(Records drawn from a dataset)
──────────────────────────────
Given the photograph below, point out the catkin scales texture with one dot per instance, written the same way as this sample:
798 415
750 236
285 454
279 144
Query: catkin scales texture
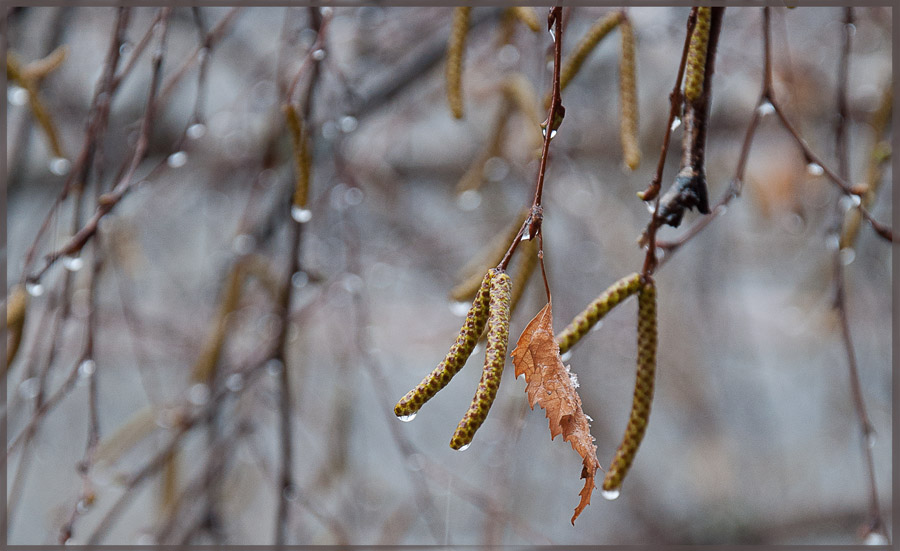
──────────────────────────────
**Description of the task**
Output the records above in their entirety and exactly, leaving out all images.

**Exercise solution**
Given the photograph below, point out the catkin scales texture with one dot per instance, written the same way as this sample:
798 415
750 236
285 454
279 144
Query: catkin scales texture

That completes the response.